## Task list:
a) Write out the passage of the block-layer deadlock thread starting with "diff --git a/kernel/sched/core.c" and going on through "to avoid deadlocks.".
b) In the block-layer deadlock thread, what is down_write waiting for that keeps Task 1865 (sp-control-1) in an uninterruptible sleep state?

Re: [PATCH] block: fix deadlock between blk_mq_freeze_queue and blk_mq_dispatch_list

From: Ming Lei

Date: Mon Apr 20 2026 - 03:03:36 EST


On Mon, Apr 20, 2026 at 02:31:14PM +0800, Michael Wu wrote:
> I'd like to add some important information:
>
> The three processes I mentioned—Task 1838 (Back-P10-3), Task 619
> (android.hardwar), and Task 1865 (sp-control-1)—are all in an
> uninterruptible sleep state. Therefore, once Task 1865 (sp-control-1) is
> scheduled out using `preempt_schedule_notrace`, it cannot be scheduled back.
> The reason Task 1865 (sp-control-1) is in an uninterruptible sleep state is
> because `down_write` is waiting for `io_rwsem`.
>
> My analysis of the upstream kernel code doesn't seem to have found a fix for
> this issue. This situation should theoretically exist, but I don't have a
> platform to test this low-probability behavior. However, it's certain that
> this situation occurs during I/O scheduling algorithm switching and
> concurrent F2FS write operations.
>
> In this situation, `io_schedule_prepare` is not used. The path used in Task
> 1865 is `schedule->sched_submit_work->blk_flush_plug->blk_mq_dispatch_list`.
>
> As you said, this method is indeed not good, but I don't have a better idea
> to handle this deadlock situation.

Now I got the idea, because blk_flush_plug() is called on a sleeping task,
that is why the preempted code block can't get run again even though it
doesn't sleep anywhere.

Can you try the following change?

diff --git a/kernel/sched/core.c b/kernel/sched/core.c
index b7f77c165a6e..4217aaaa8e47 100644
--- a/kernel/sched/core.c
+++ b/kernel/sched/core.c
@@ -6966,7 +6966,9 @@ static inline void sched_submit_work(struct task_struct *tsk)
* If we are going to sleep and we have plugged IO queued,
* make sure to submit it to avoid deadlocks.
*/
+ preempt_disable_notrace();
blk_flush_plug(tsk->plug, true);
+ preempt_enable_no_resched_notrace();

lock_map_release(&sched_map);
}



thanks,
Ming

## Entries shown:

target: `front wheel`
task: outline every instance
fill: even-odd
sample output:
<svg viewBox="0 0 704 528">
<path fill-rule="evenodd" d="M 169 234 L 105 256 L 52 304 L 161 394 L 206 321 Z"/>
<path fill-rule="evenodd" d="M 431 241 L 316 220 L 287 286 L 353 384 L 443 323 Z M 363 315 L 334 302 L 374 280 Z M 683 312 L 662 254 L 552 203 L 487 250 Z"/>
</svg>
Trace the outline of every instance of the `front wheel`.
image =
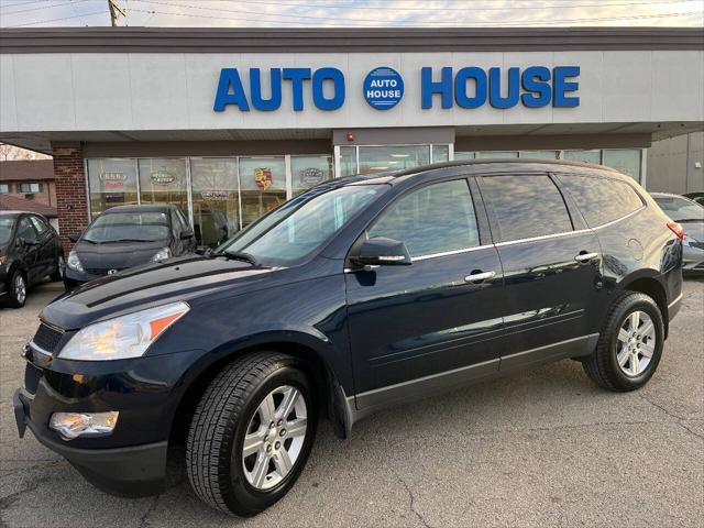
<svg viewBox="0 0 704 528">
<path fill-rule="evenodd" d="M 316 402 L 299 360 L 262 352 L 222 371 L 198 404 L 186 446 L 196 494 L 252 516 L 282 498 L 304 469 Z"/>
<path fill-rule="evenodd" d="M 596 350 L 582 362 L 586 374 L 610 391 L 634 391 L 652 377 L 660 363 L 664 324 L 657 302 L 629 293 L 616 300 Z"/>
</svg>

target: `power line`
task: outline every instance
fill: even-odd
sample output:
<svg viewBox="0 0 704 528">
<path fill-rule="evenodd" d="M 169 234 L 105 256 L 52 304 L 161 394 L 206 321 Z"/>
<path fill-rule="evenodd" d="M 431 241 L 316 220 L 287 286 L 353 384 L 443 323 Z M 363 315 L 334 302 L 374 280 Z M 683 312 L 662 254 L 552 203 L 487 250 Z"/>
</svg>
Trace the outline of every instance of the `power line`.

## Results in order:
a)
diff --git a/kernel/sched/core.c b/kernel/sched/core.c
index b7f77c165a6e..4217aaaa8e47 100644
--- a/kernel/sched/core.c
+++ b/kernel/sched/core.c
@@ -6966,7 +6966,9 @@ static inline void sched_submit_work(struct task_struct *tsk)
* If we are going to sleep and we have plugged IO queued,
* make sure to submit it to avoid deadlocks.

b) It is waiting for io_rwsem.